Start with the line containing "Return the outline of every instance of the cyclist's" and write out each line through the end of the listing, exactly as given.

□ □ □

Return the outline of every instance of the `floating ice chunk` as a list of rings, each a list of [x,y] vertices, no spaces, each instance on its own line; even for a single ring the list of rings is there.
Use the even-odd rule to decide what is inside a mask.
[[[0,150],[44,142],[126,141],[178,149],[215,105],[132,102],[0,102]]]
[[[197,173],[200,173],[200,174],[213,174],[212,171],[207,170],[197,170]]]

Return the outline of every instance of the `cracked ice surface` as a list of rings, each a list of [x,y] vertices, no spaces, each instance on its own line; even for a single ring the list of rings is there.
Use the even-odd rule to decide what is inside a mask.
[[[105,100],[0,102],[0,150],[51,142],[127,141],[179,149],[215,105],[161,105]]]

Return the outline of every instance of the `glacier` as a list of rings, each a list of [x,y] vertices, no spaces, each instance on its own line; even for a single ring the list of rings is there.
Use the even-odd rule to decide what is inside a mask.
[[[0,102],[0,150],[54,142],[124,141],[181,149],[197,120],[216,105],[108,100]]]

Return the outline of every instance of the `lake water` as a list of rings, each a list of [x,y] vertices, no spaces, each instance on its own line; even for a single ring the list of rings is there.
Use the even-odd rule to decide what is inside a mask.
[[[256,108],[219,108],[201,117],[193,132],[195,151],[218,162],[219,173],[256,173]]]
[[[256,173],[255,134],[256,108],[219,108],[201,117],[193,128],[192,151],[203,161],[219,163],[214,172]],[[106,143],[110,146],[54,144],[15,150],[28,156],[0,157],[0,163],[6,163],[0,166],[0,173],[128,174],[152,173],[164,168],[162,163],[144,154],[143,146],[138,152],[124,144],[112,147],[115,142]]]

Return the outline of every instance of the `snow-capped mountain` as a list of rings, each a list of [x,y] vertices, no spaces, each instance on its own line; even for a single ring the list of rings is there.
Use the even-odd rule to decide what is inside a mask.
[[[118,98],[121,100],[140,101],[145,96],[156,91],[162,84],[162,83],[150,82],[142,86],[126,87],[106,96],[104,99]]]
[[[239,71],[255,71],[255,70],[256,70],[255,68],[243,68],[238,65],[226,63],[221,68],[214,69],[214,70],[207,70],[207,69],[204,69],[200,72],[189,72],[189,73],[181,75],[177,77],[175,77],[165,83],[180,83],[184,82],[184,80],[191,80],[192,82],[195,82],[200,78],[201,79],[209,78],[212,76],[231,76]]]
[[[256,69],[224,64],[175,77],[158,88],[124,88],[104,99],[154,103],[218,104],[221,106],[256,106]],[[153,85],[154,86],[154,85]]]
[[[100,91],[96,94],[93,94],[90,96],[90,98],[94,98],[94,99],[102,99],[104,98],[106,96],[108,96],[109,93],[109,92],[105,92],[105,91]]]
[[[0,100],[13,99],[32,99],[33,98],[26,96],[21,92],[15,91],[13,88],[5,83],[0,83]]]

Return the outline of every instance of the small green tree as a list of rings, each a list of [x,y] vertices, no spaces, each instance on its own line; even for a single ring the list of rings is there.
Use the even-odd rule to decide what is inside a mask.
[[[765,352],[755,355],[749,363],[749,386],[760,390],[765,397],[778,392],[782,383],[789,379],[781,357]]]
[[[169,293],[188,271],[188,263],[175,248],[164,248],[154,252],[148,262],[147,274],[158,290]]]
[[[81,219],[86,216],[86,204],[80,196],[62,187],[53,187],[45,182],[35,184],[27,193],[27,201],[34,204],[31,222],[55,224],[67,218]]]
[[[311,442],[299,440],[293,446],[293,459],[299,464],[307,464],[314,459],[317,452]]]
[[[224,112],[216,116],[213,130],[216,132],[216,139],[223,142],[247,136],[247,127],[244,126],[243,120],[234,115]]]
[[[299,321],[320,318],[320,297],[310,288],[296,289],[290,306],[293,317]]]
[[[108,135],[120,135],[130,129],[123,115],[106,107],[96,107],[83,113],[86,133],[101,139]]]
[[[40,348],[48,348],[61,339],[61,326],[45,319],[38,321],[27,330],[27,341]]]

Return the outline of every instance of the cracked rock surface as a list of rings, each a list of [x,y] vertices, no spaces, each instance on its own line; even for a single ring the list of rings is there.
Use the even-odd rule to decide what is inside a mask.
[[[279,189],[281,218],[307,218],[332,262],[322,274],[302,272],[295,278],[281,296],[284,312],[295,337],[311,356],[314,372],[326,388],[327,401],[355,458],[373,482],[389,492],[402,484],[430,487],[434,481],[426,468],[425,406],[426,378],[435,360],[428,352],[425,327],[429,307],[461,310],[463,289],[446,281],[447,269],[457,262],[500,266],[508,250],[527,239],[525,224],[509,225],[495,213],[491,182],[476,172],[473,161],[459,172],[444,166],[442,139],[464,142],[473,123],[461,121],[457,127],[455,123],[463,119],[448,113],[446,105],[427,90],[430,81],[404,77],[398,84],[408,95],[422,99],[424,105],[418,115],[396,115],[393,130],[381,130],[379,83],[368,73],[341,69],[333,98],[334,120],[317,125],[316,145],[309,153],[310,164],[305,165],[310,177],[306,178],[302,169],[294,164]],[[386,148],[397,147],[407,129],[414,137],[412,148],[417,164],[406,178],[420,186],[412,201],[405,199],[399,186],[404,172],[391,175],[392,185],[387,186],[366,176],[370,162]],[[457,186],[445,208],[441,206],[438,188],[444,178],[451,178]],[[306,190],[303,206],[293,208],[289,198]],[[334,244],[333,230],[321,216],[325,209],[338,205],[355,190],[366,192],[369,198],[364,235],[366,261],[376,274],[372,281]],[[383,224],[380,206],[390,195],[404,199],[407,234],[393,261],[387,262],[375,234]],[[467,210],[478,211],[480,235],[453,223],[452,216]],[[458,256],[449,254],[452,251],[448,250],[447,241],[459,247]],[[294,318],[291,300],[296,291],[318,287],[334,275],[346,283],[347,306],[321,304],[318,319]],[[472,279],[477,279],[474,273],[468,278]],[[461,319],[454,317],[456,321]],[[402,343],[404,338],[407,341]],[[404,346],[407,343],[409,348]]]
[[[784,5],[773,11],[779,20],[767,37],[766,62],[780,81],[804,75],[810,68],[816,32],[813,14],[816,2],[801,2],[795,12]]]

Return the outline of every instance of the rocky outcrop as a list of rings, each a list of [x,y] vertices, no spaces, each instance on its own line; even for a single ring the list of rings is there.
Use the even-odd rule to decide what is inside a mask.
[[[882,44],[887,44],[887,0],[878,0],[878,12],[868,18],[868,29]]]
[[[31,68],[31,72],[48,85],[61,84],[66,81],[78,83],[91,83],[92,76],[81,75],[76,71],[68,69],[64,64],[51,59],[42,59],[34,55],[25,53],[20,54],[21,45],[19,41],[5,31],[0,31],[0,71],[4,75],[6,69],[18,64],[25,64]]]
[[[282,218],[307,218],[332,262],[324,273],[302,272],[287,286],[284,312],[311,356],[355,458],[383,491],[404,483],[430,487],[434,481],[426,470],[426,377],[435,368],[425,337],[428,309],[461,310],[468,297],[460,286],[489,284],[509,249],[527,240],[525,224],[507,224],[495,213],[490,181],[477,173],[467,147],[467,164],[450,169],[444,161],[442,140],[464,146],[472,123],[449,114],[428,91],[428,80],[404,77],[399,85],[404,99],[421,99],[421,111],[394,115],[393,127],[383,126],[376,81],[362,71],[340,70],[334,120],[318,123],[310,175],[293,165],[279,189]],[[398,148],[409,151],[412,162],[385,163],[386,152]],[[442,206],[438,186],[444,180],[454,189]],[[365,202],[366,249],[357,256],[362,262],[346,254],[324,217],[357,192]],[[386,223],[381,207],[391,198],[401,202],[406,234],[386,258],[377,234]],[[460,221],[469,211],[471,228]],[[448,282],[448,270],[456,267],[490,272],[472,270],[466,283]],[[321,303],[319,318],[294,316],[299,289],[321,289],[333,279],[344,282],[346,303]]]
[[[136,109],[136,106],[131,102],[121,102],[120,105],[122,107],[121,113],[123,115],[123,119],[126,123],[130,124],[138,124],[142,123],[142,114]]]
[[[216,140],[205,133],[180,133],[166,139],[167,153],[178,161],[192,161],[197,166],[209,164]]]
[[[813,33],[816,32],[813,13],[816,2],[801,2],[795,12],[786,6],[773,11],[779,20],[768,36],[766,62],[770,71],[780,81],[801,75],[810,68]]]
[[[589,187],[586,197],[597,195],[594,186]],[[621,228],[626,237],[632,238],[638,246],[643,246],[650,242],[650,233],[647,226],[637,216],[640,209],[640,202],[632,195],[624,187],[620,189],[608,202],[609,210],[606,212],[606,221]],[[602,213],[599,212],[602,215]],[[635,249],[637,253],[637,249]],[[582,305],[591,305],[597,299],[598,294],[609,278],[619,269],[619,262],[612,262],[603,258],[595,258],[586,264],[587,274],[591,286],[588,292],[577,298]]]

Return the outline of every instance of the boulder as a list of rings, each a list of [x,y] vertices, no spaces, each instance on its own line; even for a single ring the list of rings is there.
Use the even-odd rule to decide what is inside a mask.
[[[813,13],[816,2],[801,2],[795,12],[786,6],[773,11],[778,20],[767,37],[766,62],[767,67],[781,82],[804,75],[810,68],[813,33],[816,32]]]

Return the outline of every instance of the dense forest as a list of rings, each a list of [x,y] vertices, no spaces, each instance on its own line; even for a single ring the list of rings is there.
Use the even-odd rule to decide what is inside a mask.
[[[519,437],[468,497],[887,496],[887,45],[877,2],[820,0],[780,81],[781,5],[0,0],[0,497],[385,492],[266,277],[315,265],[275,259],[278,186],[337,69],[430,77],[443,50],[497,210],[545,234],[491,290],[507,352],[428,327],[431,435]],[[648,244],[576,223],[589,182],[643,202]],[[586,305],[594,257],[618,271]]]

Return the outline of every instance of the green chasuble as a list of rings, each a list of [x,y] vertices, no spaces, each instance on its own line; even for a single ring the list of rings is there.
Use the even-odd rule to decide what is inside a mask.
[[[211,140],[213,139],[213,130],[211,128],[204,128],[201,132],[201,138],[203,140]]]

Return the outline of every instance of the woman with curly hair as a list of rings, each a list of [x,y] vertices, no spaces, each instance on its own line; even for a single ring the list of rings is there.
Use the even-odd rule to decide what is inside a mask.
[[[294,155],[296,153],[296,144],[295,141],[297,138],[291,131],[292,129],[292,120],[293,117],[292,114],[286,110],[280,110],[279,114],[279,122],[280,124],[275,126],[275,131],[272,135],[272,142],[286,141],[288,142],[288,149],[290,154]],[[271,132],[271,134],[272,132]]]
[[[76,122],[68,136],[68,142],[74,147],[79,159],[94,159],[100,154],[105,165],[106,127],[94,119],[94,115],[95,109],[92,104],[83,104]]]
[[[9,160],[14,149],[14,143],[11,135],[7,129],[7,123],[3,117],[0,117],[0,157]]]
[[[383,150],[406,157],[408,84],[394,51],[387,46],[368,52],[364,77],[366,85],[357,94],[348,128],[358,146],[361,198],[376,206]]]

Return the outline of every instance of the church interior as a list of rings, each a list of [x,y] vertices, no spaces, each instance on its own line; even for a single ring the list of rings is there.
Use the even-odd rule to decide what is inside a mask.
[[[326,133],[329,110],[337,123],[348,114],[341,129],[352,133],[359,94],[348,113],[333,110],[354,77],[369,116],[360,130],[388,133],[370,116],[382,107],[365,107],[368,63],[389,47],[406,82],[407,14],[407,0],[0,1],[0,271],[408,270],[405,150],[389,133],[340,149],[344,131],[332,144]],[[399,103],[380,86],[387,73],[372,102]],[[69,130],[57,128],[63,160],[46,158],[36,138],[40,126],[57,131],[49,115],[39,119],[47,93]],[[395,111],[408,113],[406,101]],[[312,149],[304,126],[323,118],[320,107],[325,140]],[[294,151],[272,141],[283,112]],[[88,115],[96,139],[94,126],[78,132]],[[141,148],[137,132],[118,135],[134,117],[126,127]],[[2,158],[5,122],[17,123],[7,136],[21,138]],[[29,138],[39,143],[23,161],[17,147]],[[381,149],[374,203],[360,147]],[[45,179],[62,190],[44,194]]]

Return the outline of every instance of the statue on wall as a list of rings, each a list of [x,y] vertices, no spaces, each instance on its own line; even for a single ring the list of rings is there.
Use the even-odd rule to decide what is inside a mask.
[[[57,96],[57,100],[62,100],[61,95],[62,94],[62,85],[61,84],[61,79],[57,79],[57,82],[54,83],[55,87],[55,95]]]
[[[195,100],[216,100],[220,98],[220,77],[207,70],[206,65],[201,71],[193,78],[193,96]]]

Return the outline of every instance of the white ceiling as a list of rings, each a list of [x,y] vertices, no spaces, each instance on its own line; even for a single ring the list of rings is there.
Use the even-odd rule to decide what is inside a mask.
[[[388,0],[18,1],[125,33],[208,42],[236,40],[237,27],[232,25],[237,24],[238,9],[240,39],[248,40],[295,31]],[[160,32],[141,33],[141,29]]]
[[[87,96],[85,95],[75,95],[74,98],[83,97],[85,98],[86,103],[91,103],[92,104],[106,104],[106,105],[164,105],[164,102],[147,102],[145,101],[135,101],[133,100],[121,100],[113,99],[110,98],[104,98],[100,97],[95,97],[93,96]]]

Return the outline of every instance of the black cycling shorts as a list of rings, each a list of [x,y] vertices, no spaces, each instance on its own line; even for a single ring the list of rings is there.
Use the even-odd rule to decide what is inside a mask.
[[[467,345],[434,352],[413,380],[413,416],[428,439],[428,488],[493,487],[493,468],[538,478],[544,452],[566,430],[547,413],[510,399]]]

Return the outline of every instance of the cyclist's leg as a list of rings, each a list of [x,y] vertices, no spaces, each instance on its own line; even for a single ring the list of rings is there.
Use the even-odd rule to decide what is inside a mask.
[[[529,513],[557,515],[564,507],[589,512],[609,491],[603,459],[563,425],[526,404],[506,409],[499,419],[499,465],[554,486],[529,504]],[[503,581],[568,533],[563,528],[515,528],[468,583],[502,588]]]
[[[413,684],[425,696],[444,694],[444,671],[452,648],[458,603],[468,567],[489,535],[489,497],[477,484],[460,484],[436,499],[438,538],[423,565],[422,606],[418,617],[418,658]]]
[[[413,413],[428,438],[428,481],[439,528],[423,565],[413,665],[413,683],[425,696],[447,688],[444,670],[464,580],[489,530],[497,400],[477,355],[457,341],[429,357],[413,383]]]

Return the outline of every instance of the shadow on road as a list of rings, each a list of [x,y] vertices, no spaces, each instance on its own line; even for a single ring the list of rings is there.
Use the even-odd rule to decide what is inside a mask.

□ □ □

**The result**
Return the outline of every instance of the cyclist's leg as a list of rings, each a list of [x,y] vertices, no spaces, each instance on its own line; even for a single ring the list of rings is there.
Use the even-odd rule to decide what is inside a mask.
[[[529,513],[557,515],[564,507],[589,512],[609,491],[603,459],[563,425],[526,404],[506,409],[499,419],[499,465],[554,486],[529,504]],[[503,581],[568,533],[563,528],[515,528],[468,583],[502,588]]]
[[[413,684],[425,696],[444,694],[444,671],[452,648],[458,603],[468,567],[489,535],[489,497],[477,484],[460,484],[436,499],[438,538],[423,565],[422,606],[418,617],[418,658]]]
[[[413,413],[428,438],[428,481],[439,528],[423,565],[413,665],[413,683],[425,696],[447,688],[444,670],[464,580],[489,530],[497,400],[477,355],[457,341],[429,357],[413,383]]]

Return the outline of every instance of the shadow on road as a list of rings, each a list of [x,y] vertices, no spaces, each instance on its own line; even for a single ring the list of rings is there.
Use the even-odd rule to decide what is inside a mask.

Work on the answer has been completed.